- **SEITENTEXT**
━━━━━━━━━━
- Naphthol
Naphthol. Wie alle Monosubstitutionsprodukte des Naphthalins, existiert auch das Monoxynaphthalin C10H7OH in zwei isomeren Formen, die sich durch ihre physikalischen Eigenschaften sowie durch ihr verschiedenartiges Verhalten gegen einzelne Agenzien scharf voneinander unterscheiden und als α- und als β-Naphthol bezeichnet werden.
Beide Isomere haben sich für die Gewinnung von Azofarbstoffen überaus brauchbar erwiesen und werden deshalb für Zwecke der Farbenfabrikation in sehr großem Maßstab erzeugt. Außerdem wird speziell das β-Naphthol gelegentlich als antiseptisches Mittel gegen Hautkrankheiten sowie bei eiternden Wunden benutzt; auch soll es sich in Verbindung mit Formaldehyd zur Umwandlung von tierischer Haut in Leder im Sinne von pflanzlichen Gerbstoffen verwenden lassen (Chemikerzeitung 1907, 549), was jedoch von andrer Seite als nicht zutreffend bezeichnet wird (Chemikerzeitung, Repert. 1907, 394).
Die Naphthole finden sich fertig gebildet im Steinkohlenteer, jedoch in so geringem Prozentsatz, daß ihre Isolierung hieraus für die industrielle Praxis nicht in Frage kommen kann. Als Ausgangsmaterial für ihre Gewinnung dient stets das Naphthalin, für dessen Ueberführung in Hydroxylderivate mehrere Wege offen stehen.
━━━━━━━━━━
- **VORGABEN**

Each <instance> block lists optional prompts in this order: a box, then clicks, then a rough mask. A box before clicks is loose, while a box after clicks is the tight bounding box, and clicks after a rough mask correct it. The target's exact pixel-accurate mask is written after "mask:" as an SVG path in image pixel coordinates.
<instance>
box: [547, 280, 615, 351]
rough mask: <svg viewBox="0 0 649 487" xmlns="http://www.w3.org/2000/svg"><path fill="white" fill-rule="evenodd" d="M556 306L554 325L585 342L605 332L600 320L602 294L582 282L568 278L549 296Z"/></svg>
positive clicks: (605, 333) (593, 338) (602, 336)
━━━━━━━━━━
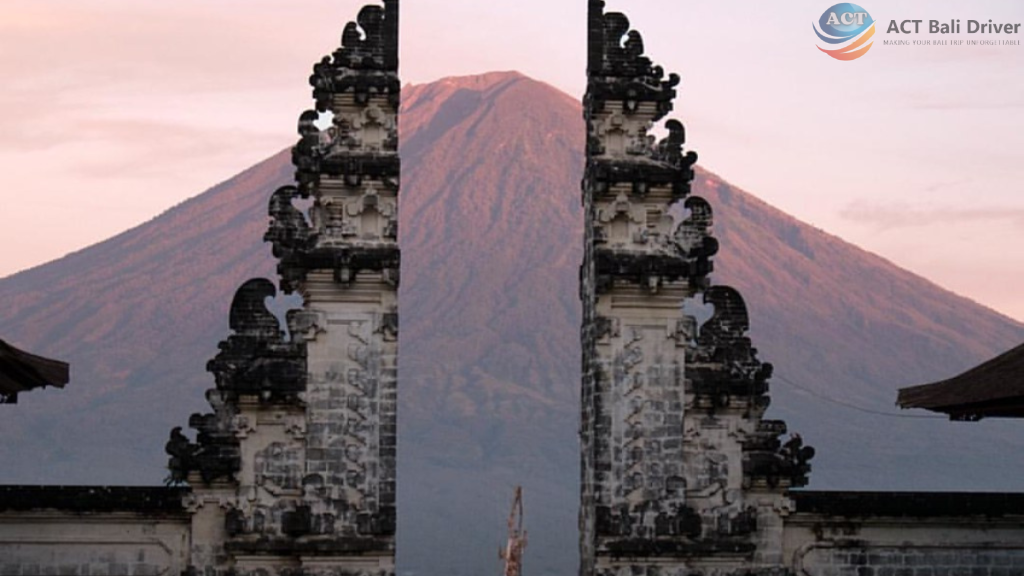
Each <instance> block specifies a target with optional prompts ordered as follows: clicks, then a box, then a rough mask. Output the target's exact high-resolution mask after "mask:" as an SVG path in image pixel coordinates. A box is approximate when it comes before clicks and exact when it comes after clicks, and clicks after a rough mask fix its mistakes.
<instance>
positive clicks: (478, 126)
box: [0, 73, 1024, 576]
━━━━━━━━━━
- **AUFGABEN**
1. Gib den Text über Naphthol von „Die Naphthole finden“ bis „Wege offen stehen.“ wortgetreu wieder.
2. Zähle alle Verwendungen auf, die der Text über Naphthol für das β-Naphthol nennt.

- **LÖSUNGEN**
1.
Die Naphthole finden sich fertig gebildet im Steinkohlenteer, jedoch in so geringem Prozentsatz, daß ihre Isolierung hieraus für die industrielle Praxis nicht in Frage kommen kann. Als Ausgangsmaterial für ihre Gewinnung dient stets das Naphthalin, für dessen Ueberführung in Hydroxylderivate mehrere Wege offen stehen.

2.
- Gewinnung von Azofarbstoffen für die Farbenfabrikation
- antiseptisches Mittel gegen Hautkrankheiten
- antiseptisches Mittel bei eiternden Wunden
- in Verbindung mit Formaldehyd zur Umwandlung von tierischer Haut in Leder (soll sich dazu verwenden lassen)